[THE DATA]
-- START --

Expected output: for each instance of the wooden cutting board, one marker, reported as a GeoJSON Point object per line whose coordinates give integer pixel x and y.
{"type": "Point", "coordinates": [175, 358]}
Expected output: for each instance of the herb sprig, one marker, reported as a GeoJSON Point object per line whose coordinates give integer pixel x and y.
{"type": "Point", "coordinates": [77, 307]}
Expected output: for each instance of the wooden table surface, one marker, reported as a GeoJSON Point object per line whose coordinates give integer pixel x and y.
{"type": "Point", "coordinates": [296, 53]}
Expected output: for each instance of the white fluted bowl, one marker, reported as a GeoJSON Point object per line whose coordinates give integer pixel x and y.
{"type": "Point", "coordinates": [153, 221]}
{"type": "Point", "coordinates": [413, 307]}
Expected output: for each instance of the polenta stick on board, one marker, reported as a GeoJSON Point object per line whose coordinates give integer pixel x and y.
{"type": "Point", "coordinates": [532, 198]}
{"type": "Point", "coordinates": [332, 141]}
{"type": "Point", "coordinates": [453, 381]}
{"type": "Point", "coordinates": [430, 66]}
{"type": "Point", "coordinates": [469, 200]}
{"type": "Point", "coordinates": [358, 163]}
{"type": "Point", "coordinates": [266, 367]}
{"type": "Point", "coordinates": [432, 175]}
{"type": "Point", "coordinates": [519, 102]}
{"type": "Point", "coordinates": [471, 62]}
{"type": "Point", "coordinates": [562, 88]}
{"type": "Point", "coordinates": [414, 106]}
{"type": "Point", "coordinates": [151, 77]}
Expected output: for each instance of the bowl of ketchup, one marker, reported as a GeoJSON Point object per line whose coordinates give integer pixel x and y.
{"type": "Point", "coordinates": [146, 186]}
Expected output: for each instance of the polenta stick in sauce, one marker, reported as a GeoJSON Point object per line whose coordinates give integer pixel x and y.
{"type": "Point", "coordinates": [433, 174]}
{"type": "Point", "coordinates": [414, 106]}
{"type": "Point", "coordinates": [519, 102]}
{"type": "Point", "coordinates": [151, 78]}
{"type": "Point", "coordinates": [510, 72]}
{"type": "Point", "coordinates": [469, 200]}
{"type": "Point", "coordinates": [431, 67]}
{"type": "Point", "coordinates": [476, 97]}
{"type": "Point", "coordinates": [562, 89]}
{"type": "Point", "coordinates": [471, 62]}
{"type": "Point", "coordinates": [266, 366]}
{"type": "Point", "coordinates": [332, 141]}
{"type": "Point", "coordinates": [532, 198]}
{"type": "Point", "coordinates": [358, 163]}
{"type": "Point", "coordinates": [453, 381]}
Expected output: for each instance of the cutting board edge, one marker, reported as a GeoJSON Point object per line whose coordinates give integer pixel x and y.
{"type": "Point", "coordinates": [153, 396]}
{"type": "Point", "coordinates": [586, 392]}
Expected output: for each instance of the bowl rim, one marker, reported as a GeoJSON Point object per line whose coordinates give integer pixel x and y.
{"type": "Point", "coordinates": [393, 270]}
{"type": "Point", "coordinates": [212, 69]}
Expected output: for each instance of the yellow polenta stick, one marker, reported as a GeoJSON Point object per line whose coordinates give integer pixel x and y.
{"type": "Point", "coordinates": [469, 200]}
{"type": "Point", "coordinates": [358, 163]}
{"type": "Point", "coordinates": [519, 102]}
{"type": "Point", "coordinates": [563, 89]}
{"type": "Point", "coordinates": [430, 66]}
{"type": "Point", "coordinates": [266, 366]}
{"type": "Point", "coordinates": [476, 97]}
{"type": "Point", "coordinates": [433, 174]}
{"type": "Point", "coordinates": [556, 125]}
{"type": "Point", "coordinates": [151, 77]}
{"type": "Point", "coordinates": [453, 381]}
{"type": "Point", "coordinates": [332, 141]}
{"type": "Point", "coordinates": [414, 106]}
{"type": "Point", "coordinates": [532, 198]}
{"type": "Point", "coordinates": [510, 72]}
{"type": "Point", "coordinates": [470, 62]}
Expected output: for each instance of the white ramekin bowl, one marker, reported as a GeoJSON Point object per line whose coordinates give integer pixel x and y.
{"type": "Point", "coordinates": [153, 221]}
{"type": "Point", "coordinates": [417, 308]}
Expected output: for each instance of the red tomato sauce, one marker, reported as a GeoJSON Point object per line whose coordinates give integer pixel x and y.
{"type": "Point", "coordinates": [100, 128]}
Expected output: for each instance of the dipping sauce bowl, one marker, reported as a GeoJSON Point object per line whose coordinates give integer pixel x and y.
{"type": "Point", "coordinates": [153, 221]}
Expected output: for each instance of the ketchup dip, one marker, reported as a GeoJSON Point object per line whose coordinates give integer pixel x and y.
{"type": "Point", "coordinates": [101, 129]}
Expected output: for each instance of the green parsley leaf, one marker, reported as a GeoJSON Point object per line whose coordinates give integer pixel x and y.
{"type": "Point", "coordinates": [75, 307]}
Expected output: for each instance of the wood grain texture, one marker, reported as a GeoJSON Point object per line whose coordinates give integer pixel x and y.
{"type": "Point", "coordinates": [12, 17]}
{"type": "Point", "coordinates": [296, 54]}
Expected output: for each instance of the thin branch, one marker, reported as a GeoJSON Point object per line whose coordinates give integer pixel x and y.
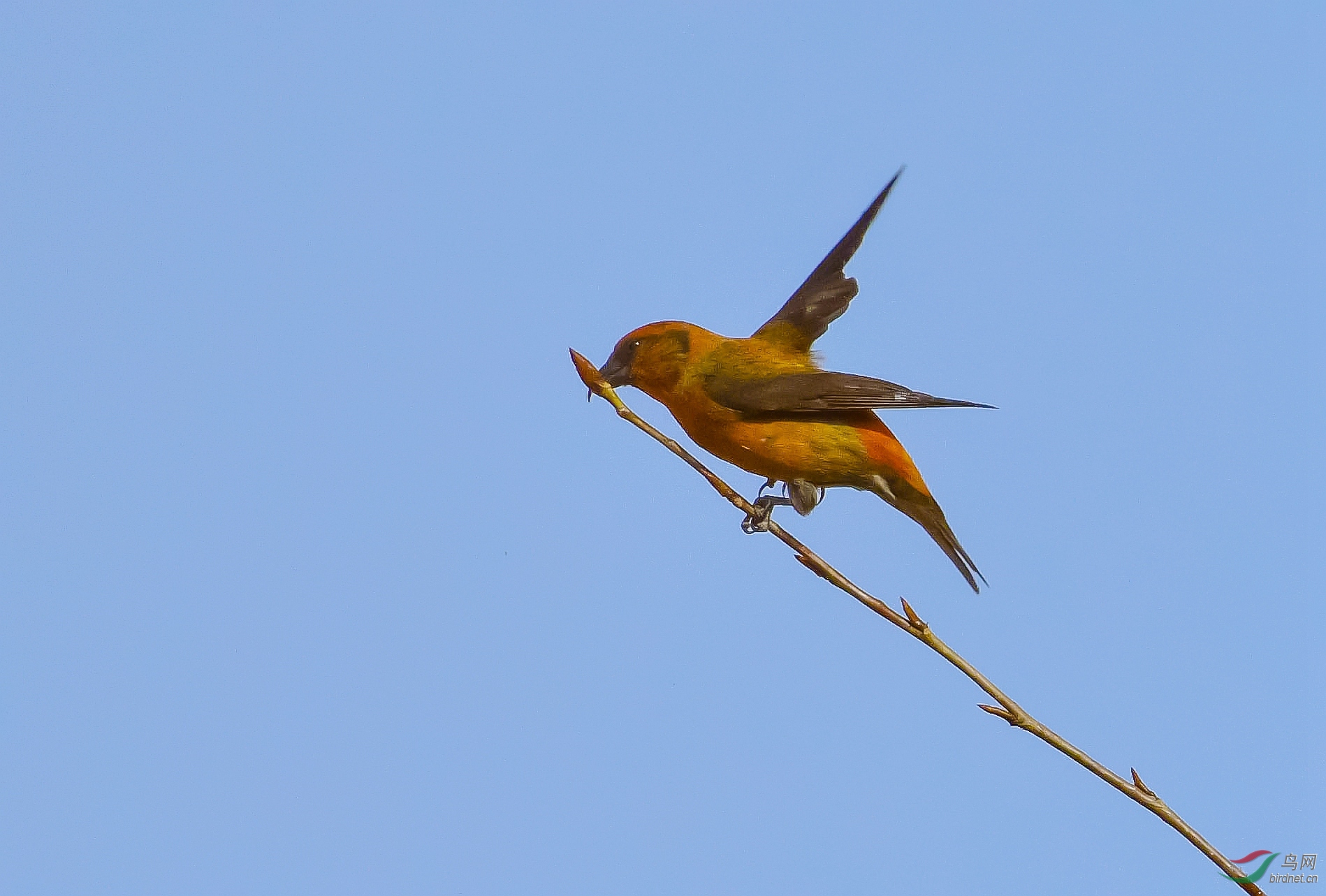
{"type": "Point", "coordinates": [914, 626]}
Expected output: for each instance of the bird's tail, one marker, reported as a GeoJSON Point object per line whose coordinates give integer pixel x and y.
{"type": "Point", "coordinates": [927, 513]}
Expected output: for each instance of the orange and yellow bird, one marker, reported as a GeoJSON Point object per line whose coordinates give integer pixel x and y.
{"type": "Point", "coordinates": [764, 404]}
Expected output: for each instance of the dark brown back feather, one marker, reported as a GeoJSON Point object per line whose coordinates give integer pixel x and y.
{"type": "Point", "coordinates": [826, 292]}
{"type": "Point", "coordinates": [819, 391]}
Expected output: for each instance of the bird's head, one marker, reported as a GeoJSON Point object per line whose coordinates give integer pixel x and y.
{"type": "Point", "coordinates": [650, 358]}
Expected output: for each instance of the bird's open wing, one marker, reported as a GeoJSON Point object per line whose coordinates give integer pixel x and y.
{"type": "Point", "coordinates": [825, 295]}
{"type": "Point", "coordinates": [819, 391]}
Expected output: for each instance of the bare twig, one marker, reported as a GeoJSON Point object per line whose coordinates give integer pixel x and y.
{"type": "Point", "coordinates": [914, 626]}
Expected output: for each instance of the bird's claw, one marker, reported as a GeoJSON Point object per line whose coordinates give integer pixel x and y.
{"type": "Point", "coordinates": [762, 512]}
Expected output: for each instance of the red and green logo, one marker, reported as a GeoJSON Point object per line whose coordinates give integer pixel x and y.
{"type": "Point", "coordinates": [1256, 875]}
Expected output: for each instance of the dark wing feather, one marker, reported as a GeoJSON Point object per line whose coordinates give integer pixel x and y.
{"type": "Point", "coordinates": [825, 295]}
{"type": "Point", "coordinates": [819, 391]}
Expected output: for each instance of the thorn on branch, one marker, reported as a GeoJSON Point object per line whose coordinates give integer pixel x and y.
{"type": "Point", "coordinates": [1137, 781]}
{"type": "Point", "coordinates": [917, 622]}
{"type": "Point", "coordinates": [588, 373]}
{"type": "Point", "coordinates": [999, 711]}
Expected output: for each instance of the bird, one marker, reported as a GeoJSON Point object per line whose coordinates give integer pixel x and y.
{"type": "Point", "coordinates": [763, 403]}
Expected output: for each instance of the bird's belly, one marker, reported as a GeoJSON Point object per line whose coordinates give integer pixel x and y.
{"type": "Point", "coordinates": [825, 454]}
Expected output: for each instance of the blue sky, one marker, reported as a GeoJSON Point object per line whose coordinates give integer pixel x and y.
{"type": "Point", "coordinates": [323, 577]}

-- END --

[WHAT NEEDS TO BE DONE] Reproduce the entire listing above, substituting "pin" for each occurrence of "marker" and leaving everything else untouched. Omit the pictures from your answer.

[WRITTEN REPLY]
Expected output: for each instance of the wooden cutting board, one pin, reported as a GeoJSON Point object per line whose coordinates give integer pixel x and y.
{"type": "Point", "coordinates": [175, 358]}
Expected output: for each instance of the herb sprig, one pin, reported as a GeoJSON Point object per line whose coordinates give integer pixel x and y.
{"type": "Point", "coordinates": [77, 307]}
Expected output: for each instance of the wooden table surface, one pin, reported as a GeoJSON Point object per line whose coordinates give integer pixel x and y.
{"type": "Point", "coordinates": [296, 53]}
Expected output: for each instance of the white fluted bowl, one pin, reported as a GeoJSON Point object per line whose coordinates give integer pixel x and y.
{"type": "Point", "coordinates": [153, 221]}
{"type": "Point", "coordinates": [413, 307]}
Expected output: for each instance of the polenta stick on board, one pin, reported as a GeoJSON Point object per line whose coordinates give integer pixel x and y.
{"type": "Point", "coordinates": [532, 198]}
{"type": "Point", "coordinates": [332, 141]}
{"type": "Point", "coordinates": [453, 381]}
{"type": "Point", "coordinates": [430, 66]}
{"type": "Point", "coordinates": [469, 200]}
{"type": "Point", "coordinates": [358, 163]}
{"type": "Point", "coordinates": [266, 367]}
{"type": "Point", "coordinates": [432, 175]}
{"type": "Point", "coordinates": [519, 102]}
{"type": "Point", "coordinates": [471, 62]}
{"type": "Point", "coordinates": [562, 88]}
{"type": "Point", "coordinates": [414, 106]}
{"type": "Point", "coordinates": [151, 77]}
Expected output: for each instance of the bowl of ketchup, one pin, reported as a GeoJSON Point object per line whose coordinates give integer pixel x and y.
{"type": "Point", "coordinates": [146, 186]}
Expected output: for each instance of the polenta stick in sauce, one pin, reported as a GeoJSON Point object per line whose coordinates give integer pixel x and y.
{"type": "Point", "coordinates": [433, 174]}
{"type": "Point", "coordinates": [414, 106]}
{"type": "Point", "coordinates": [519, 102]}
{"type": "Point", "coordinates": [151, 78]}
{"type": "Point", "coordinates": [510, 72]}
{"type": "Point", "coordinates": [469, 200]}
{"type": "Point", "coordinates": [431, 67]}
{"type": "Point", "coordinates": [476, 97]}
{"type": "Point", "coordinates": [562, 89]}
{"type": "Point", "coordinates": [471, 62]}
{"type": "Point", "coordinates": [266, 366]}
{"type": "Point", "coordinates": [332, 141]}
{"type": "Point", "coordinates": [532, 198]}
{"type": "Point", "coordinates": [358, 163]}
{"type": "Point", "coordinates": [453, 381]}
Expected output: for each instance of the cutting board edge, one pin, reported as a GeoJSON Point object per line whose coordinates give integer pixel x and y.
{"type": "Point", "coordinates": [153, 396]}
{"type": "Point", "coordinates": [586, 392]}
Expected output: for each instance of the bowl rim, one pin, reported as a GeoJSON Point object per line whose coordinates give integer pixel x and y.
{"type": "Point", "coordinates": [393, 270]}
{"type": "Point", "coordinates": [212, 69]}
Expected output: for each instance of the yellow polenta stick, one pin, reported as a GeoJSON Point object per line whose coordinates give integer pixel x and y.
{"type": "Point", "coordinates": [469, 200]}
{"type": "Point", "coordinates": [358, 163]}
{"type": "Point", "coordinates": [519, 102]}
{"type": "Point", "coordinates": [563, 89]}
{"type": "Point", "coordinates": [430, 66]}
{"type": "Point", "coordinates": [266, 366]}
{"type": "Point", "coordinates": [476, 97]}
{"type": "Point", "coordinates": [433, 174]}
{"type": "Point", "coordinates": [556, 125]}
{"type": "Point", "coordinates": [151, 77]}
{"type": "Point", "coordinates": [453, 381]}
{"type": "Point", "coordinates": [332, 141]}
{"type": "Point", "coordinates": [414, 106]}
{"type": "Point", "coordinates": [532, 198]}
{"type": "Point", "coordinates": [510, 72]}
{"type": "Point", "coordinates": [470, 62]}
Expected output: for each instance of the white ramekin bowl, one pin, reported as a GeoJSON Point object per line whose coordinates give integer pixel x and y.
{"type": "Point", "coordinates": [153, 221]}
{"type": "Point", "coordinates": [417, 308]}
Expected output: for each instance of the red tomato sauce, one pin, reported as a GeoJSON Point object per line whose coordinates give integer pixel x and y.
{"type": "Point", "coordinates": [100, 128]}
Expected output: for each instance of the dipping sauce bowl, one pin, reported as a GeoJSON Point object per line whose coordinates give integer pixel x and y.
{"type": "Point", "coordinates": [153, 221]}
Expected output: for each instance of the ketchup dip, one pin, reported as a GeoJSON Point object per line whose coordinates give integer pixel x and y.
{"type": "Point", "coordinates": [101, 129]}
Expected output: for each instance of the green parsley leaf, one pin, reported as a GeoJSON Point object per line whose coordinates give integer pixel x and y.
{"type": "Point", "coordinates": [75, 307]}
Expected output: for each instance of the wood grain texture, one pin, reported as a GeoJSON Point object per line whose coordinates give integer pixel x and y.
{"type": "Point", "coordinates": [12, 17]}
{"type": "Point", "coordinates": [296, 54]}
Expected output: for each instance of the thin branch, one pin, reported as a GeoJSON Point object per line whose coordinates give integer pixel x and y.
{"type": "Point", "coordinates": [914, 626]}
Expected output: for each instance of the bird's tail, one pin, reported as a GeoJSON Point object per line whose coordinates give integer pixel x and y.
{"type": "Point", "coordinates": [927, 513]}
Expected output: for each instance of the orange and yellow bird, one pin, reported as a GeoJSON Point object per line whose coordinates give integer pixel x and y.
{"type": "Point", "coordinates": [764, 404]}
Expected output: for each instance of the dark brown back feather, one pin, reported as a GeoJSON Point object per line whose coordinates give integer pixel x and y.
{"type": "Point", "coordinates": [826, 292]}
{"type": "Point", "coordinates": [819, 391]}
Expected output: for each instance of the bird's head, one pin, reported as a GeoJSON Point object per line whose coordinates give integer pixel x and y.
{"type": "Point", "coordinates": [650, 358]}
Expected output: for each instance of the bird's open wing, one pin, reported as a GeoJSON Point object per line whose coordinates give integer pixel x and y.
{"type": "Point", "coordinates": [825, 295]}
{"type": "Point", "coordinates": [819, 391]}
Expected output: for each instance of the bare twig, one pin, reported as a GeoJSON Point object per line whose coordinates give integer pixel x and y.
{"type": "Point", "coordinates": [914, 626]}
Expected output: for each instance of the bird's claw, one pin, reported as a GeoJSON Point object per line whose coordinates give integer pixel x and y.
{"type": "Point", "coordinates": [762, 512]}
Expected output: for each instance of the red and green logo, one pin, reported as a GeoJSON Point object per line whose coordinates give integer pixel x and y.
{"type": "Point", "coordinates": [1256, 875]}
Expected output: for each instance of the dark wing feather, one pin, reported as a GeoJSON Point object per line whose coordinates give integer pixel x and y.
{"type": "Point", "coordinates": [825, 295]}
{"type": "Point", "coordinates": [819, 391]}
Expected output: for each instance of the thorn on branch, one pin, reported as a GeoJSON Point object per line whose coordinates give integer pixel x and y.
{"type": "Point", "coordinates": [1137, 781]}
{"type": "Point", "coordinates": [917, 622]}
{"type": "Point", "coordinates": [588, 373]}
{"type": "Point", "coordinates": [999, 711]}
Expected output: for each instance of the bird, one pin, reported as a GeoJSON Point object per line whose coordinates give integer pixel x and y.
{"type": "Point", "coordinates": [763, 403]}
Expected output: for each instance of the bird's belly, one pin, reported as a GeoJSON Point object per line whose coordinates give integer pixel x and y.
{"type": "Point", "coordinates": [825, 454]}
Expected output: for each instance of the blue sky, one pin, reported as a GeoJSON Point object per line whose coordinates give integer pixel x and y.
{"type": "Point", "coordinates": [323, 577]}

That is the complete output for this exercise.